▶ Arahan Tugas
[a] Berapakah nilai investasi yang dijanjikan dalam kunjungan Perdana Menteri China ke Indonesia menurut kutipan sumber mengenai investasi China?
[b] Jelaskan mengapa ekonom menyebut kereta cepat Jakarta–Bandung sebagai "pelajaran mahal" menurut kutipan sumber mengenai investasi China.

▶ Kutipan Sumber
Di Balik Jamuan Diplomatik: Menghitung Ulang Harga Investasi China


Di Balik Jamuan Diplomatik: Menghitung Ulang Harga Investasi China

Kedatangan Perdana Menteri China, Li Qiang, ke Indonesia pada akhir Mei 2025 menjadi headline penting dalam lanskap hubungan luar negeri kita. Tak hanya sebagai kunjungan kenegaraan simbolik, lawatan ini membawa janji investasi senilai USD 10 miliar (Rp 162 triliun) dan disertai narasi besar "multilateralisme sejati” dan solidaritas Global South. Namun di balik semangat persaudaraan dan sambutan hangat pemerintah Indonesia, muncul pertanyaan strategis, apakah Indonesia sedang memperkuat kedaulatan nasional, atau malah melapangkan jalan bagi ketergantungan baru?

Proyek-Proyek Besar: Siapa Diuntungkan?

Menurut laporan Kompas, investasi yang dijanjikan PM Li Qiang mencakup proyek-proyek di sektor hilirisasi, industri kimia, dan transportasi. Ini tampaknya selaras dengan visi pembangunan Presiden Prabowo Subianto yang menekankan nilai tambah dalam pengelolaan sumber daya alam. Tetapi publik masih trauma dengan proyek-proyek sebelumnya, salah satunya adalah kereta cepat Jakarta–Bandung yang disebut sebagai "pelajaran mahal" oleh ekonom karena mengalami pembengkakan biaya dari Rp 86 triliun menjadi Rp 114 triliun (Tempo, 2024).

Maka, investasi sebesar apapun harus dilihat secara kritis. Apakah ada jaminan transfer teknologi? Apakah ada perlindungan untuk tenaga kerja lokal? Apakah proyek ini akan menyentuh kebutuhan dasar rakyat atau hanya memperkuat posisi elit dan perusahaan besar? Investasi tanpa regulasi yang berpihak pada rakyat hanyalah bentuk kolonialisme baru berbaju diplomasi.

Retorika Multilateralisme dan Realita Global

Dalam pertemuan Indonesia–China Business Reception 2025, Li Qiang menyinggung pentingnya “multilateralisme sejati” yang mengacu pada semangat Konferensi Asia-Afrika tahun 1955 di Bandung (Reuters, 2025). Pernyataan ini menarik, terutama di tengah meningkatnya rivalitas China–AS dan tekanan geopolitik di kawasan.

▶ Cuplikan Data
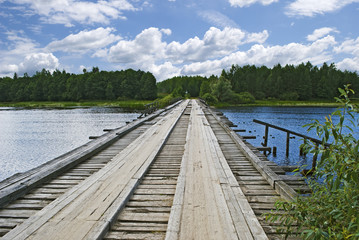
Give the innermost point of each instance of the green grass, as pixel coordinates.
(131, 104)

▶ Jawaban
[a] USD 10 miliar atau Rp 162 triliun.

[b] Ekonom menyebut kereta cepat Jakarta–Bandung sebagai "pelajaran mahal" karena proyek tersebut mengalami pembengkakan biaya dari Rp 86 triliun menjadi Rp 114 triliun.